#### WORK INSTRUCTION 1
Please output the passage about flawed clinical studies from "While the authors" up to and including "to avoid bias.".
#### WORK INSTRUCTION 2
In the passage about flawed clinical studies, who points out that trial registration is voluntary?
#### WORK INSTRUCTION 3
Take the passage about flawed clinical studies further, starting after its last sentence.

#### TEXT PASSAGE
□ □ □ □ □
Another WNTD paper the authors do not like, does not indicate how many participants were in the study. And in this case, the number of observations outnumbers the number of study participants. A big no-no in this paper, as in the previously mentioned one, is that the results were not blinded. In other words, the scientists were doing an “open-label study” and were aware both of treatments and outcomes, which can spell bias in the tracking and interpretation of findings.
For these types of open-label studies, the authors say, study size needs to be set from the beginning, with statistical analysis scheduled at a predetermined point or at the end. As the authors list all the flaws, they bemoan the lost opportunity, the “shame” of the investigation, which had the chance to enhance clinical practice with a better design.
Another flaw in two studies is the lack of registration. As the International Committee of Medical Journal Editors points out in an editorial in The New England Journal of Medicine (NEJM) , registration is voluntary. Not registering a trial means not revealing its existence.
Registration is way to gain public trust and “enhanced public confidence in the research enterprise will compensate for the costs of full disclosure,” write the NEJM authors. Patients volunteering for clinical trials “deserve to know that their contribution to improving human health will be available to inform health care decisions.” And the knowledge made possible by their collective altruism “must be accessible to everyone.”
While the authors of this F&S paper did not mention author names for the papers they criticize, they do mention the names of the researchers behind the WTD studies. They heaped praise on these investigators, for example for registering studies and revealing how the results were kept from the researchers in order to avoid bias.
□ □ □ □ □
#### DATA FOR ANALYSIS
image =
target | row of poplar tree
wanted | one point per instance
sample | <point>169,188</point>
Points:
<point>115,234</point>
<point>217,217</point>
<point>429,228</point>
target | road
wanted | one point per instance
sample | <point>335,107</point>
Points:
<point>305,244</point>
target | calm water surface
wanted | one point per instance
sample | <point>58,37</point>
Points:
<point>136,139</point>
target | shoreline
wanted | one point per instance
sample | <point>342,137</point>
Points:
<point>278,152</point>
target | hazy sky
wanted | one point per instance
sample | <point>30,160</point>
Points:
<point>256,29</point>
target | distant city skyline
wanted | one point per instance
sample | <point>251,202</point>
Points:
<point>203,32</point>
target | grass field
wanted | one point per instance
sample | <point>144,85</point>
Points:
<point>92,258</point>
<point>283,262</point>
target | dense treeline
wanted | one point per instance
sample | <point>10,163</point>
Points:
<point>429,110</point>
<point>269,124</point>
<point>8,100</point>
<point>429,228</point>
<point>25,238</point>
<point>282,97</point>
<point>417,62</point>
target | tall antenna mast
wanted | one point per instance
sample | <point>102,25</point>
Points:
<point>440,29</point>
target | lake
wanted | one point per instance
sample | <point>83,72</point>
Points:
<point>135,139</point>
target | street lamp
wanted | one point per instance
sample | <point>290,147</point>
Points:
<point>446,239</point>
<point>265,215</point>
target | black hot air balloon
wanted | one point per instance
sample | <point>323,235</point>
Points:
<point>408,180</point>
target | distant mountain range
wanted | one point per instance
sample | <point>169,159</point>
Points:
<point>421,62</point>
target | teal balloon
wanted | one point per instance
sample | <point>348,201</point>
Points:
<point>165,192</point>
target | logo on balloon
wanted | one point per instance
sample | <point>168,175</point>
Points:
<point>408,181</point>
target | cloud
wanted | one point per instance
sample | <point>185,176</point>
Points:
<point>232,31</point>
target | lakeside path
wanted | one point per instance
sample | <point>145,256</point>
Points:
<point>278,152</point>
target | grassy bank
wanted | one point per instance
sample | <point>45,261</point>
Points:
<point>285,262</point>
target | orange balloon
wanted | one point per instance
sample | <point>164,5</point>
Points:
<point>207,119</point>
□ □ □ □ □
#### OUTPUT 1
While the authors of this F&S paper did not mention author names for the papers they criticize, they do mention the names of the researchers behind the WTD studies. They heaped praise on these investigators, for example for registering studies and revealing how the results were kept from the researchers in order to avoid bias.

#### OUTPUT 2
The International Committee of Medical Journal Editors, in an editorial in The New England Journal of Medicine.

#### OUTPUT 3
The scientists like the care and dedication that characterizes the work that went into the studies they praise. One study had the writers so joyous, they wrote to the authors: “We salute you!”
Challenges in study design are not limited to the field of reproductive medicine. In the JAMA article, scientists explained that their analysis raises questions more generally about the ability of clinical trials to supply enough high quality evidence for recommendations. Trials remain small, for example, with widespread variation in procedures such as randomizing and blinding. While in some fields of medicine small-scale studies can yield useful results, the authors write that “substantial differences in the use of randomization and blinding across specialties persist after adjustment for phase, raising fundamental questions about the ability to draw reliable inferences from clinical research conducted in that arena.” Study design and the snoozy topic of statistics have powerful consequences.
Meldrum, D et al. The null hypothesis: closing the gap between good intentions and good studies Fertility and Sterility. Vol. 96, No. 1, July 2011.
Califf, Robert et al. Characteristics of Clinical Trials Registered in ClinicalTrials.gov, 2007-2010, JAMA 2012;307(17):1838-1847. doi:10.1001/jama.2012.3424.